-- Supplied material --
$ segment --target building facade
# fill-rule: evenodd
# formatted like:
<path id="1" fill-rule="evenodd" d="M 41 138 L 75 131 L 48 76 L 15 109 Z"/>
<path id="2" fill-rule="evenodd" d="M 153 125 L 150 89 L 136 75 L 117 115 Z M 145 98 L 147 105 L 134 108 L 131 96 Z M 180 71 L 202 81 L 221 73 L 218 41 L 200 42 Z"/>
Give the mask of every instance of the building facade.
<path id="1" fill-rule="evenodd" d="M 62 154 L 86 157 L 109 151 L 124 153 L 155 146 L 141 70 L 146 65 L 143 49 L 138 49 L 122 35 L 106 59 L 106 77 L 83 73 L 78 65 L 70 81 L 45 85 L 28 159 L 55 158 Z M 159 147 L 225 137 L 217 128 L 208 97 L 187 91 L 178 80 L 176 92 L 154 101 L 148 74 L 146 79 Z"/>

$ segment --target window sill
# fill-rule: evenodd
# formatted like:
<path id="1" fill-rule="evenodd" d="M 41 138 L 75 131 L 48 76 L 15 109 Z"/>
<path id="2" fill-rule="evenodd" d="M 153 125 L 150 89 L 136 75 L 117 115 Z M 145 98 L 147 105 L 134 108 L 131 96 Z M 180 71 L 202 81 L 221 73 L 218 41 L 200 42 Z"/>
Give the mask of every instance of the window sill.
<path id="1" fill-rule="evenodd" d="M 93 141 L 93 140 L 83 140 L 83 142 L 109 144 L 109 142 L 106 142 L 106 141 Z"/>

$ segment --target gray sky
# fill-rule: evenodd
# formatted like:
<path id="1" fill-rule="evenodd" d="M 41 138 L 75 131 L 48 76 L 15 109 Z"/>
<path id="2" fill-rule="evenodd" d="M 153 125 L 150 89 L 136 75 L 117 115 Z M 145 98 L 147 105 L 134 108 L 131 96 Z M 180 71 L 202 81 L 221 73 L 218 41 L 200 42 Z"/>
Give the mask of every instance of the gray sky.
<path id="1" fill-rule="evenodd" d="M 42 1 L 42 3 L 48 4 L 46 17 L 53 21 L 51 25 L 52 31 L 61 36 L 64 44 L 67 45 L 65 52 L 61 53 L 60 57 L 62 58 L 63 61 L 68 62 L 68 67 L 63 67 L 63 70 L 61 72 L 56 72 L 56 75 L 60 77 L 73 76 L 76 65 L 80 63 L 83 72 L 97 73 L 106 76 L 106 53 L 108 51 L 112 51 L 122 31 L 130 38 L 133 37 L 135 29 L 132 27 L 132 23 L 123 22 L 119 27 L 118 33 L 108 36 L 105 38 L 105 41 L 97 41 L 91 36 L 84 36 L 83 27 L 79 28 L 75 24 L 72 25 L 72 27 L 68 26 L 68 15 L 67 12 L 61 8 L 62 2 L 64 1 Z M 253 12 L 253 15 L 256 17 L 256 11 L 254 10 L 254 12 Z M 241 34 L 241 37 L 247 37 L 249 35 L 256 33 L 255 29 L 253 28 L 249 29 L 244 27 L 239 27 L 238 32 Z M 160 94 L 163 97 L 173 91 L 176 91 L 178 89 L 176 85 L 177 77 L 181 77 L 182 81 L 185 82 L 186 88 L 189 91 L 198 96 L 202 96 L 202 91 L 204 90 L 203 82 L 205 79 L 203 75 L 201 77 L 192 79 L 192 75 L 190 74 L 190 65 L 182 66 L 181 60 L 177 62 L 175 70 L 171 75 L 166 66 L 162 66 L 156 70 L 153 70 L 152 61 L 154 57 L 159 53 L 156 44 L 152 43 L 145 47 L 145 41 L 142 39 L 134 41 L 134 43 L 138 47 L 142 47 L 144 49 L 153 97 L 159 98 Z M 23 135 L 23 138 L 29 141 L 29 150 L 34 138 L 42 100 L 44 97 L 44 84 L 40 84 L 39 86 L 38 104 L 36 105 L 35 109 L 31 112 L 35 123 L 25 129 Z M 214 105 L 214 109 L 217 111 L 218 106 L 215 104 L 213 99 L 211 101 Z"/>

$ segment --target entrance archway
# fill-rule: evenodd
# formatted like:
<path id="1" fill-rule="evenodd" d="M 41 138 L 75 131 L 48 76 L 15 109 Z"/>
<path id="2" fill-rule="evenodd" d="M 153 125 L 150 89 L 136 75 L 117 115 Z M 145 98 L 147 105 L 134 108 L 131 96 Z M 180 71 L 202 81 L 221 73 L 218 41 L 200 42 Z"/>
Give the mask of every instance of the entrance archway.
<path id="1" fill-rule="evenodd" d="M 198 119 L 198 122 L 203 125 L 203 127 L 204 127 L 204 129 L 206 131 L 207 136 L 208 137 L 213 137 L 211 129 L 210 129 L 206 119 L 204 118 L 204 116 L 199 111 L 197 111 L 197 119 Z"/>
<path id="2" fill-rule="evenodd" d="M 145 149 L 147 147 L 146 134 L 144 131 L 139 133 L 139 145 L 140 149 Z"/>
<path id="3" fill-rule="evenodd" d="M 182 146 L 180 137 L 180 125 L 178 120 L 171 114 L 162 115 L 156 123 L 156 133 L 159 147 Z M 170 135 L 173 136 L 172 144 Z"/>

-- Required task --
Substitute "overcast sky" for "gray sky" in the lines between the one holding "--target gray sky" and the one holding "Give the mask of every instance of the gray", inclusive, and give only those lines back with nothing else changed.

-- Answer for this exercise --
$ segment --target overcast sky
# fill-rule: evenodd
# formatted like:
<path id="1" fill-rule="evenodd" d="M 41 138 L 75 131 L 48 76 L 15 109 Z"/>
<path id="2" fill-rule="evenodd" d="M 153 125 L 150 89 L 136 75 L 117 115 Z M 145 98 L 147 105 L 134 108 L 131 96 Z M 180 71 L 202 81 L 221 73 L 218 41 L 200 42 Z"/>
Give the mask of every instance of the overcast sky.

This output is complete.